* start Dataset content *

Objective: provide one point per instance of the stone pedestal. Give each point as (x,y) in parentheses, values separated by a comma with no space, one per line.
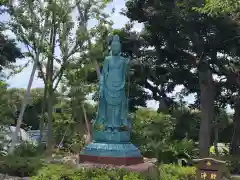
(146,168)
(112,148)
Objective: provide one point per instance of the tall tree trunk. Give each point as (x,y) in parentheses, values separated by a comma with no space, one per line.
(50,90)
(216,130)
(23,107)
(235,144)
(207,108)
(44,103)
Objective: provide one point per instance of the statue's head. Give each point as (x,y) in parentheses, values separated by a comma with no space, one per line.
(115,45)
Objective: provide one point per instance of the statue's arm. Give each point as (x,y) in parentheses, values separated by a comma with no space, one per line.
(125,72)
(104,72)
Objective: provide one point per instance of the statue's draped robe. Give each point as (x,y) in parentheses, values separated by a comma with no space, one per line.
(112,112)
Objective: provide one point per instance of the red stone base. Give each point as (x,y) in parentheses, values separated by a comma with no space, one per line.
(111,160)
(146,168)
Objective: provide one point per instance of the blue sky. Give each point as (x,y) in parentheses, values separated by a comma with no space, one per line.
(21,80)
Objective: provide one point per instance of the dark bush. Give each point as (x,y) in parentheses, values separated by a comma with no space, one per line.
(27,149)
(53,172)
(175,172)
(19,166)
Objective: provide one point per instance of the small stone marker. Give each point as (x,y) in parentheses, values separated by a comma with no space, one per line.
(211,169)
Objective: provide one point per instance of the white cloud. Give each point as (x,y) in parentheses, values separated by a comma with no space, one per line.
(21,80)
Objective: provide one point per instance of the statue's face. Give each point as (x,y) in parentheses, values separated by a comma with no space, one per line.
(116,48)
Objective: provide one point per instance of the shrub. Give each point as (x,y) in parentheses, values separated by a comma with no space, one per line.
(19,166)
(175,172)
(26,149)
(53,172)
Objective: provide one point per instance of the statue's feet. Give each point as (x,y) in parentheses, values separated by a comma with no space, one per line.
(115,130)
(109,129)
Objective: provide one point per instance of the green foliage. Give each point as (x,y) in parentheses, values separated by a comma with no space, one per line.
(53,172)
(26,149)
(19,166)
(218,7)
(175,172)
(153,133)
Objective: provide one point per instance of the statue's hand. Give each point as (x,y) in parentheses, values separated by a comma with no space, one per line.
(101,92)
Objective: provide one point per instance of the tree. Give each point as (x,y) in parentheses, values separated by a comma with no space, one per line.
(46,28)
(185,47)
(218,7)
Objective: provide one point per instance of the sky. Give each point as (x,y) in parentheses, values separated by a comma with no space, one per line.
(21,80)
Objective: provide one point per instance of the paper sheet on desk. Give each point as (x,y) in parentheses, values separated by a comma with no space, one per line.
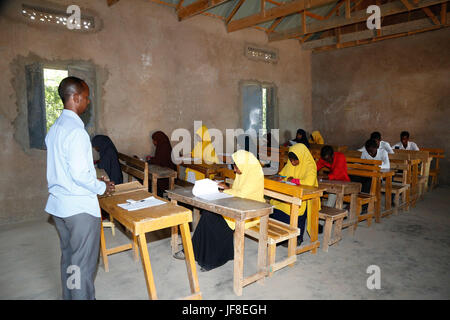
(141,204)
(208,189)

* end Dataset content *
* start Dataset content *

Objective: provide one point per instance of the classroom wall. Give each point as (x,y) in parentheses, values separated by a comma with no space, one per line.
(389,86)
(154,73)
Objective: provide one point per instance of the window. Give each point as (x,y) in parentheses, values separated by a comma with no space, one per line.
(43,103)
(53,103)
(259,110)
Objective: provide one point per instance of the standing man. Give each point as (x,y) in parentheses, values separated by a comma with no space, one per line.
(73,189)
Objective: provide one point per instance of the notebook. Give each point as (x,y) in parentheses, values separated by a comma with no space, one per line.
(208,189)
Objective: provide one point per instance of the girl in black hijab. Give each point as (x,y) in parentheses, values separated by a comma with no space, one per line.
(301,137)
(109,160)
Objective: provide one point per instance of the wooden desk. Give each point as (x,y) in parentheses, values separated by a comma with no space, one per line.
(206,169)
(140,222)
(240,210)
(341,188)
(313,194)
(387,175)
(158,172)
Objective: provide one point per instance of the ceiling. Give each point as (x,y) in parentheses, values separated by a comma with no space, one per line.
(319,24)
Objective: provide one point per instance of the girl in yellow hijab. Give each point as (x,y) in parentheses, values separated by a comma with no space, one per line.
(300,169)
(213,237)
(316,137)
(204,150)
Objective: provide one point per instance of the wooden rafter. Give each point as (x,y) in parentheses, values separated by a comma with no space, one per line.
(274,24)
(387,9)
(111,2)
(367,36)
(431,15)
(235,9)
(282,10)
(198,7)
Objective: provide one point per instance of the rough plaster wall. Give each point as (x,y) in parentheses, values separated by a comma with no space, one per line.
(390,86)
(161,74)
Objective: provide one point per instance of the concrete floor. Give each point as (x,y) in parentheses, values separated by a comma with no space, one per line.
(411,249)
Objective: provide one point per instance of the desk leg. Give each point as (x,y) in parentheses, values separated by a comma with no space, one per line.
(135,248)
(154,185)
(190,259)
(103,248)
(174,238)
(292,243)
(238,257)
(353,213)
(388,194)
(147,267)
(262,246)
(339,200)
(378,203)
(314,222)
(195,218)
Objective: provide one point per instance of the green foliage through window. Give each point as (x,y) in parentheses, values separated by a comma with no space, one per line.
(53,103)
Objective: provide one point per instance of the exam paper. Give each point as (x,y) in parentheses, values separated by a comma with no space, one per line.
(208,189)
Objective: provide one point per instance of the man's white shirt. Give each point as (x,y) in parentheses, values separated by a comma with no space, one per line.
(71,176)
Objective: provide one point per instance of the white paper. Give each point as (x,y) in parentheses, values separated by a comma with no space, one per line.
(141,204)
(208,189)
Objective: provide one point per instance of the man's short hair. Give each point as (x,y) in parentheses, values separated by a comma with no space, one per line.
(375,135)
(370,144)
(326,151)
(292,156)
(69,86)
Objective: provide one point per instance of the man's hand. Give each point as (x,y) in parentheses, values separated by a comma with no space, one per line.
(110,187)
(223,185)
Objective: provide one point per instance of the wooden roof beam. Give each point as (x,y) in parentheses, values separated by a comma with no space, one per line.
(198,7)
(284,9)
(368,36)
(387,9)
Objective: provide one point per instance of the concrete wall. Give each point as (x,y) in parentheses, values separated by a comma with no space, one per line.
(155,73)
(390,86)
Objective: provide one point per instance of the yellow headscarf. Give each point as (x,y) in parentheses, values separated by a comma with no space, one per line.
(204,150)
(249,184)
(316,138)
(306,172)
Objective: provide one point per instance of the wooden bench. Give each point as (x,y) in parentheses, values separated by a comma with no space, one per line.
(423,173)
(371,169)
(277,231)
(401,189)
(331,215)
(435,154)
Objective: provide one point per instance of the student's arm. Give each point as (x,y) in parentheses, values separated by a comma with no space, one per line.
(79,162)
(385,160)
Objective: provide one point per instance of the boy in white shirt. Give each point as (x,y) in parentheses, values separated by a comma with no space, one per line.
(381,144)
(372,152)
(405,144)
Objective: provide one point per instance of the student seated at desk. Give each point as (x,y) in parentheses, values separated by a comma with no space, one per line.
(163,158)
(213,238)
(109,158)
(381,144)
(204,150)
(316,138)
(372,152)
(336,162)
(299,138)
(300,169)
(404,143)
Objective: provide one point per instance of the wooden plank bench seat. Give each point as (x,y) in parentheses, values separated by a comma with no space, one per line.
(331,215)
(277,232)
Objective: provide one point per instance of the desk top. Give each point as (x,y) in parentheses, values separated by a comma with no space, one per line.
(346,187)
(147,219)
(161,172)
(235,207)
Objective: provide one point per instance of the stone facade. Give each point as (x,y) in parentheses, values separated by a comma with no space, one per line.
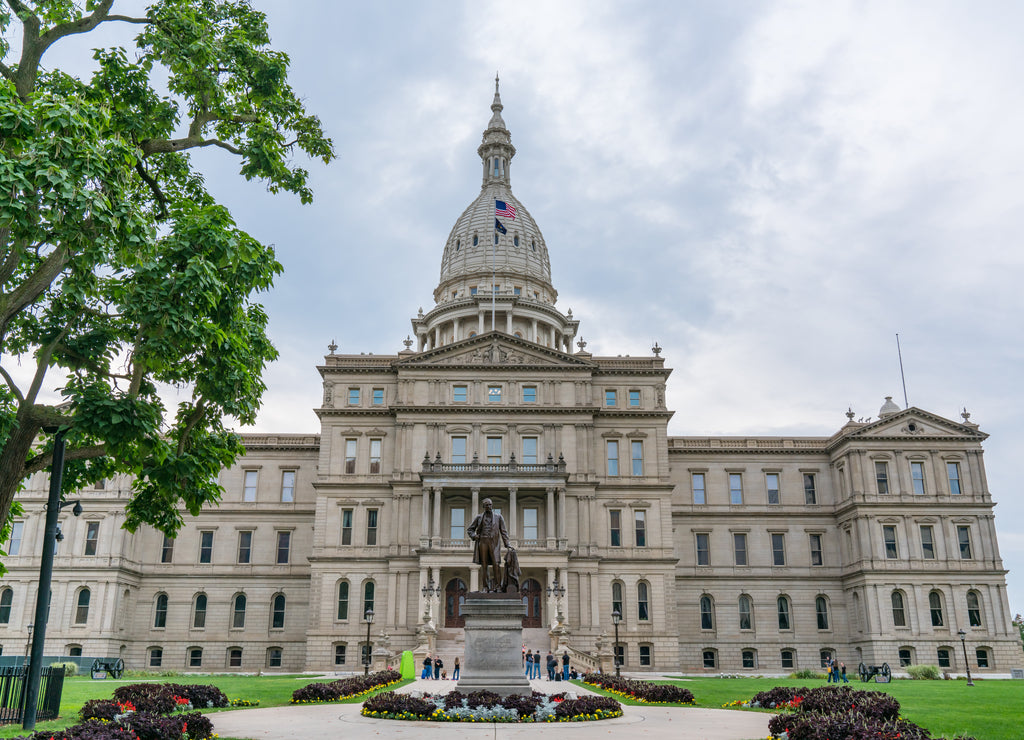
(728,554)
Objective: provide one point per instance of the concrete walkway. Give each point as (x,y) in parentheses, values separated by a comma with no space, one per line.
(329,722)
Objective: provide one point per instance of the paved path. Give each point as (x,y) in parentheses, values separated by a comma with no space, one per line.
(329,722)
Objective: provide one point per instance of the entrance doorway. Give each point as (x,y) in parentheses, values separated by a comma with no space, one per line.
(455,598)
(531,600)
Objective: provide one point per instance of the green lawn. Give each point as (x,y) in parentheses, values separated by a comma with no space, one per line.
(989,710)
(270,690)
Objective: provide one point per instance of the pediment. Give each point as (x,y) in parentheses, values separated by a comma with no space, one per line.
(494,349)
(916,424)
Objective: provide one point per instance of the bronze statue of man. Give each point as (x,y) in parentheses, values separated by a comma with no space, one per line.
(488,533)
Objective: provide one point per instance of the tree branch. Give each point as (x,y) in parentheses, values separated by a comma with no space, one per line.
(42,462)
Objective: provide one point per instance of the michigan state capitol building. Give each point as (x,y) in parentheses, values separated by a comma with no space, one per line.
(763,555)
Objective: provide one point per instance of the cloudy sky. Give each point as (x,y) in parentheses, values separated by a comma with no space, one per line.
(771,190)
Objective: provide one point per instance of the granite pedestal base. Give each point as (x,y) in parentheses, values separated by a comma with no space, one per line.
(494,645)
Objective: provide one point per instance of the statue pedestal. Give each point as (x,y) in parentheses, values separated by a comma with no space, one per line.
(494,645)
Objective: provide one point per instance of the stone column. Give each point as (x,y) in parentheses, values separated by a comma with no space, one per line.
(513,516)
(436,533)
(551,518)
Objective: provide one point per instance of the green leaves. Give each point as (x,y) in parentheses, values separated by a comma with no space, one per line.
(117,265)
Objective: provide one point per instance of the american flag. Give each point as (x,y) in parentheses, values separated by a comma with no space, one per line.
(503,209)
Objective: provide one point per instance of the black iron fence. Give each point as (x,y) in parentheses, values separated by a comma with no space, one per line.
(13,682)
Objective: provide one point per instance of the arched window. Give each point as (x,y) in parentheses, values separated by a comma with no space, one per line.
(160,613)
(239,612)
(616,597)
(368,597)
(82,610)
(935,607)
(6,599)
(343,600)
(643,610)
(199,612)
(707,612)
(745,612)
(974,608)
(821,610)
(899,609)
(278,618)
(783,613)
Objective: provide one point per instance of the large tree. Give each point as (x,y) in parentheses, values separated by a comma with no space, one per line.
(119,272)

* end Dataset content *

## Set problem
Return every line of the records above that contains the string "black", copying each line in full. Case counts, so a match must have the same capital and small letters.

## Solution below
Objective: provide one point per instance of the girl in black hijab. Give each point as (x,y) in parentheses, values separated by a comma with no space, one per line.
Objective: provide one point per instance of the black iron fence. Give each point as (x,y) in parentheses, values separated by a comma with no space, one per line.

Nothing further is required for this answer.